DATA IN THIS EXERCISE START
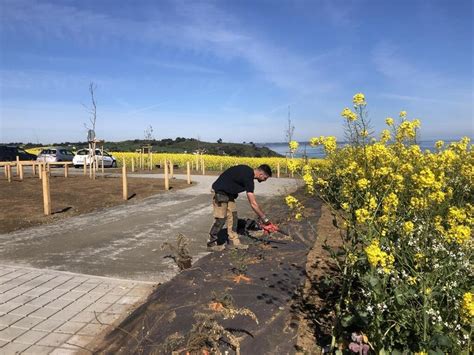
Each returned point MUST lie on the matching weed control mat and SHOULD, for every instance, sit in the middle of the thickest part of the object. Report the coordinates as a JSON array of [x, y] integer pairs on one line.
[[273, 275]]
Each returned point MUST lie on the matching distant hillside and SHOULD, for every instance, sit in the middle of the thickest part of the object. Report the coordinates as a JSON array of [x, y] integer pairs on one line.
[[178, 145]]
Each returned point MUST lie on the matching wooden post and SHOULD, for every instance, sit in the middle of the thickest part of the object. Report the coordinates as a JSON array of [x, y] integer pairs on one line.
[[20, 168], [9, 172], [102, 161], [188, 172], [124, 181], [167, 179], [46, 193]]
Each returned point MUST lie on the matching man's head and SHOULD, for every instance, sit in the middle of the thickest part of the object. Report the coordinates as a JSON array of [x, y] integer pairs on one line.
[[262, 173]]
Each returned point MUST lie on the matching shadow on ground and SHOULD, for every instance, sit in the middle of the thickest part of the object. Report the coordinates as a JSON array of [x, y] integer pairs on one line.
[[274, 271]]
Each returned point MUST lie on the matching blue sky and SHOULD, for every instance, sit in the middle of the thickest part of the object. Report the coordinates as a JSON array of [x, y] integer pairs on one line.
[[230, 69]]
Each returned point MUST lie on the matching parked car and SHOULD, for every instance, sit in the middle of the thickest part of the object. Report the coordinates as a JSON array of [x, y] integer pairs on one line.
[[55, 154], [9, 153], [82, 157]]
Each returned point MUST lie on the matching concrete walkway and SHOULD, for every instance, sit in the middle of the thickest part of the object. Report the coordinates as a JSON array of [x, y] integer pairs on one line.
[[54, 312], [48, 295]]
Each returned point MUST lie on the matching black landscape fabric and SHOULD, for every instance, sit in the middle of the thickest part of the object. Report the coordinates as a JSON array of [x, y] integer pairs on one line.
[[275, 272]]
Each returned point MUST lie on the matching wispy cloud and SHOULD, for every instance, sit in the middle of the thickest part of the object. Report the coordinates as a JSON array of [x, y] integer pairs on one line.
[[185, 67], [390, 62], [199, 27], [420, 99]]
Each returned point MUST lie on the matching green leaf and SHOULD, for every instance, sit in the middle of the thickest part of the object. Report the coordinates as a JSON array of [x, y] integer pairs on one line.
[[399, 297], [347, 320]]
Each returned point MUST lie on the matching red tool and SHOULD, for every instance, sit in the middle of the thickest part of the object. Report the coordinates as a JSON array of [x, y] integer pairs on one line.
[[272, 228]]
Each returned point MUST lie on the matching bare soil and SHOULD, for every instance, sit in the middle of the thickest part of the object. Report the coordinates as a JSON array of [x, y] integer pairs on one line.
[[279, 282], [22, 201], [318, 299]]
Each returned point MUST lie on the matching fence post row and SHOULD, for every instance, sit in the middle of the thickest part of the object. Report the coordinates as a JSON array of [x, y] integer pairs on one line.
[[46, 192], [188, 172], [124, 181], [167, 181]]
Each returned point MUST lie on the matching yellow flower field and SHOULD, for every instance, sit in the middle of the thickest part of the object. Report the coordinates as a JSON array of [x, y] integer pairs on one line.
[[405, 272]]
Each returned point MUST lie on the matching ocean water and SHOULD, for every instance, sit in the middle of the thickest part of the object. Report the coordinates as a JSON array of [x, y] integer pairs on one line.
[[318, 151]]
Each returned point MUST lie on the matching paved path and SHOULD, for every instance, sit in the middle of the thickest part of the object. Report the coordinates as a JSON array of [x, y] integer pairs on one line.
[[53, 312], [48, 295]]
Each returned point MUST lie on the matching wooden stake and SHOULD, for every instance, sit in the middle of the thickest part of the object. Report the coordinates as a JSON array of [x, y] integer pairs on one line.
[[188, 172], [46, 193], [124, 181], [9, 172], [167, 179], [20, 168]]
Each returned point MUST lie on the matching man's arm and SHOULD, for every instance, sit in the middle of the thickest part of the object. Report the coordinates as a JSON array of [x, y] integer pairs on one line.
[[256, 207]]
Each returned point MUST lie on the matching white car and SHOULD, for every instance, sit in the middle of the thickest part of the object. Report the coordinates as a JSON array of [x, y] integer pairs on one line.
[[82, 157]]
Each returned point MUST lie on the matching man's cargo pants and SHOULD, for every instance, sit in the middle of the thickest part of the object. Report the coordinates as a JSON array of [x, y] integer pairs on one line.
[[224, 211]]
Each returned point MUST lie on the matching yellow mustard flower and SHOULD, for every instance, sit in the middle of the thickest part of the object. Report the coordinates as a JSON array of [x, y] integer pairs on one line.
[[467, 307], [293, 146], [348, 114], [408, 227], [378, 257], [359, 99], [363, 183]]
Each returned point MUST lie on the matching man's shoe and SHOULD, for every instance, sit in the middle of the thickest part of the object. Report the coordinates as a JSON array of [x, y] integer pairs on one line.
[[215, 247], [238, 245]]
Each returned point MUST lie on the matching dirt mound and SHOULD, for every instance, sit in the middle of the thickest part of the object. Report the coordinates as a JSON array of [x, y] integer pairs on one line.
[[266, 279]]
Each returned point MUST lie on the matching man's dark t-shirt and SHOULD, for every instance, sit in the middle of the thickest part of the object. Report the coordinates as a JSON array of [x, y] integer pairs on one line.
[[235, 180]]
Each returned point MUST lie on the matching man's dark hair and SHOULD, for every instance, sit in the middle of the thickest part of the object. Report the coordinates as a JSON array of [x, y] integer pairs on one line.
[[266, 169]]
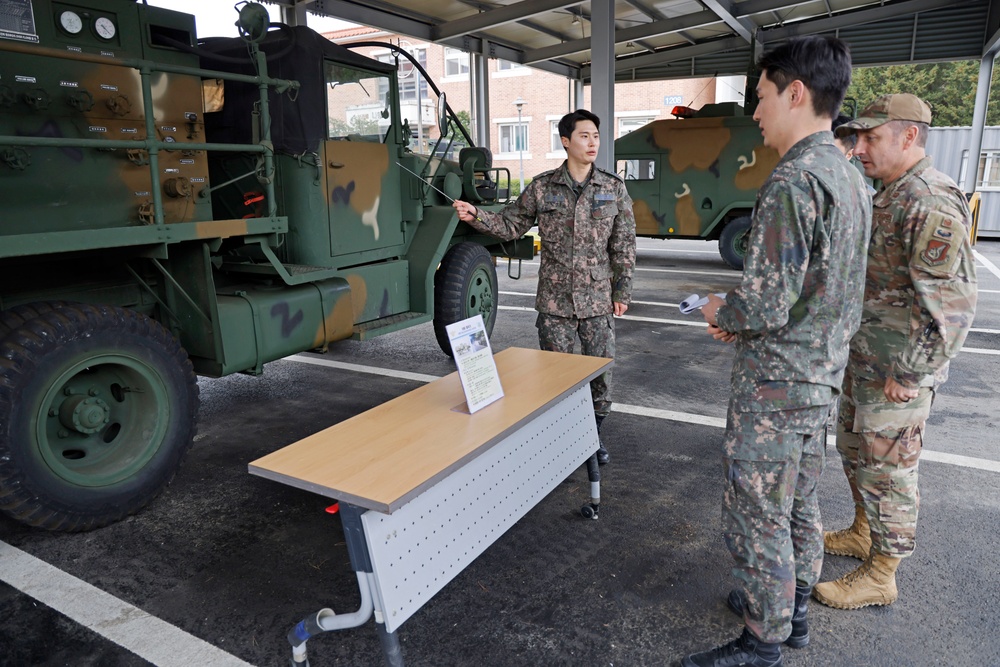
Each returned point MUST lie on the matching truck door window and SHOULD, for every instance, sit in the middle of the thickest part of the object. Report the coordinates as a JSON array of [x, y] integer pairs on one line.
DATA IN THIS EXERCISE END
◆ **PROBLEM**
Since the copy must exclude the pictures, transcribe only the text of the records, word for word.

◆ **YOUR RESPONSE**
Each returned point MUST lie on the matching weed control mat and SHOULD, for every instance, sit in the middle of the thickest part of the object. Report the coordinates as a JSON array of [x, y] integer pairs on one line.
[[273, 275]]
Each returned point MUST lie on the matching distant hillside and SHOULD, for every instance, sit in the middle of the thickest part of the object. Report the coordinates as a JSON array of [x, y] integer pairs on one line.
[[178, 145]]
Each returned point MUST lie on the matching wooden post and SHOULD, for every instance, sit in the middle of the thickest part of the object. Report the coordinates as a JSON array of [x, y] integer pairs on one line.
[[20, 168], [9, 172], [102, 161], [188, 172], [124, 181], [167, 179], [46, 193]]
Each returned point MUST lie on the matching man's head and SHOULD, for every instance, sit in the middle of the thickest part of the object. Report the coordinates as a JSON array of [x, y] integer pairs on one line.
[[262, 173]]
Each returned point MUST lie on the matching shadow on ground and SHOULD, for every instance, sit in the middle of the thickest part of the object. Report the coordinates as a JSON array of [x, y] integer pairs on one line.
[[274, 271]]
Each returned point MUST lie on the matching blue sky and SHOULD, for every instance, sit in the middle of the thickest part of the object. Report the coordinates as a JSON array of [x, y] integer pairs on one line.
[[230, 69]]
Each returned point MUST lie on the matching parked car and SHOULD, for every instance, sit in the middle of the thickest part of the object. Report the coordinates as a JSON array of [x, y] integer pairs on one line.
[[55, 154], [9, 153], [82, 157]]
Each returned point MUST lie on the matching concrete walkway and SHOULD, for every instance, sit in the middle of the thickest part of the object. Report the coordinates as a JSON array of [x, y] integer pairs on one line.
[[54, 312], [48, 295]]
Each returned point MUST lie on the matching black landscape fabric and SHOULD, for every instance, sit in the middle of the thickest part of the object. Report the coordinates as a JSON array of [x, y] integer pairs on one line.
[[275, 272]]
Each returned point MUST lie on the matching wispy cloud and SHOULD, for every instance, sit in the middle of the thickest part of the object. Report the coordinates as a JSON array of [x, y] integer pairs on one line.
[[185, 67], [390, 62], [199, 27], [420, 99]]
Each returned point MUST lie on the matching green leaf and SHOULD, for every instance, sit in the middle of the thickest part of the object. Report the coordinates as a JSON array of [x, y] integer pairs on one line.
[[399, 297], [347, 320]]
Each returned point MUST lie on the matching red tool and SHOULD, for every instance, sit in the middle of the thickest part of the object. Report the coordinates as a JSON array of [x, y] integer pairs on one line.
[[272, 228]]
Each returned point MUST lie on the matching bare soil and SHOULD, for every instance, sit in the middle of the thickest part of the object. Report the coordinates as a JSON array of [x, y] integer pairs on one line.
[[279, 282], [22, 201], [318, 299]]
Each returned point MUST lie on the matching fence post row and SHOULD, for every instance, sit in the middle of the thickest part of the object. Report the coordinates as a JSON array of [x, y] integer pairs on one line.
[[46, 192], [188, 172], [124, 181], [167, 181]]
Each returned point MUST lie on the matching yellow flower field and SHOULD, for every instance, sit in the middle of the thickest part of the object. Report the coordinates as a JSON array of [x, y] integer pairs on one line.
[[405, 272]]
Each returned point MUST lie on the matching ocean water and SHOULD, for every instance, sit in the middle of the thickest part of the object. Report the coordinates as a JSON array of [x, y] integer pairs on one line.
[[318, 151]]
Each returned point MUST lie on the matching paved path and SHOULD, for every instance, sit in the middle of the thickest part of the object. Report the coordinates as a JSON array of [x, y] integer pairs on one line.
[[53, 312], [48, 295]]
Each returned point MUST lie on the matching wooden stake and SHOULD, for every instance, sit in the middle of the thickest part of the object. Report the coordinates as a JSON array of [x, y] integer pairs on one line.
[[188, 172], [46, 193], [124, 181], [9, 172], [167, 179], [20, 168]]
Each returned point MUST lie on the matching man's arm and SHOULD, for every instance, sit in the middle of the thickest part of the object. Report the coordinates as a JSON array of [x, y] integer pairs on one line.
[[256, 207]]
Each returned point MUST lie on the matching white car and SHOULD, for every instance, sit in the middle of the thickest part of the object. Report the coordinates as a JSON array of [x, y] integer pairs on one line.
[[82, 157]]
Each returned point MUST lie on the matching man's cargo pants and SHOULD, for every instance, sit in the middle of the thickest part of the object. Report the coordinates as a JSON array of [x, y] integer pairs on one line.
[[224, 211]]
Each returned point MUST lie on the matching yellow mustard flower and SHOULD, for every instance, sit in the middle of the thickest part of the object. Report the coordinates as a JSON array of [x, y] integer pairs on one line.
[[467, 307], [293, 146], [348, 114], [408, 227], [378, 257], [359, 99], [363, 183]]
Each returned point MUST lie on the matching man's shoe and SHOULD, for every instance, sit in the middle of the thickest part of the object. Report the coordinates as a JSON array of [x, y] integer pairs on one line.
[[215, 247], [238, 245]]
Each returned point MUST lie on the matching dirt mound and SHOULD, for every instance, sit in the middle of the thickest part of the object. Report the coordinates as a JSON array of [x, y] integer pairs on one line.
[[266, 279]]
Each returned point MUST lie on the matching man's dark t-shirt and SHOULD, for every instance, sit in the middle of the thickest part of the object. Report the coordinates as a JSON array of [x, y] integer pairs on one line.
[[235, 180]]
Each returned point MUST lie on the matching man's dark hair and SHOULD, for every instance, sit in the middle of the thickest part of the object. Report the coordinates as a JSON array of [x, y] integer pairs on one line.
[[266, 169]]
Each returned point MUST lie on the matching truck door window and SHOULD, for every instance, sit in the middle of the thickest part of the object. Report the coordinates as a JSON array of [x, y] integer pairs on one line.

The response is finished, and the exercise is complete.